» Written task:
Collect every line of the material below that contains the word "point".

» Recorded information:
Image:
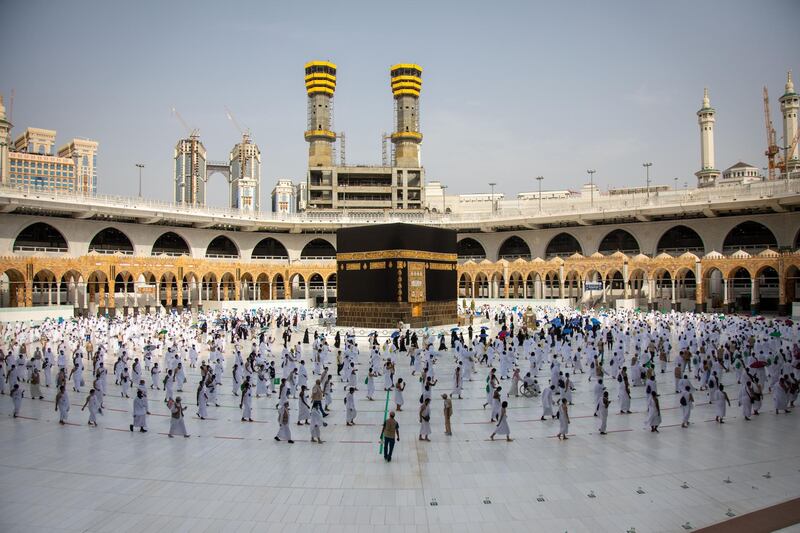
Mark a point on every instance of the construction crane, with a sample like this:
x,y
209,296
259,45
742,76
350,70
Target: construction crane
* * *
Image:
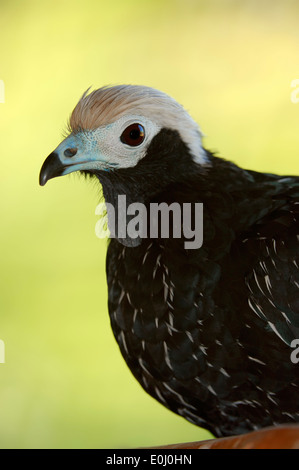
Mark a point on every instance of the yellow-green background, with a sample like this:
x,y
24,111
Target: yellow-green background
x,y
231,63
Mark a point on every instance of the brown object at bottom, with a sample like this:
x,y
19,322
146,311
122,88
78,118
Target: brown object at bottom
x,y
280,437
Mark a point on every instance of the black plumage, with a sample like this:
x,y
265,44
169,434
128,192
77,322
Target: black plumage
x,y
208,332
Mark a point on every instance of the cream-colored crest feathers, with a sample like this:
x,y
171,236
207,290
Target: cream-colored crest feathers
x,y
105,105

» Final answer:
Mark a point on every instance of the construction crane, with a sample like this:
Mark a point on every instance of the yellow-green background, with a sample like this:
Mark a point on every instance of the brown object at bottom, with a sample like this:
Mark a point on every instance of the black plumage, with a sample like this:
Mark a point on every instance of the cream-colored crest feathers, with a sample like this:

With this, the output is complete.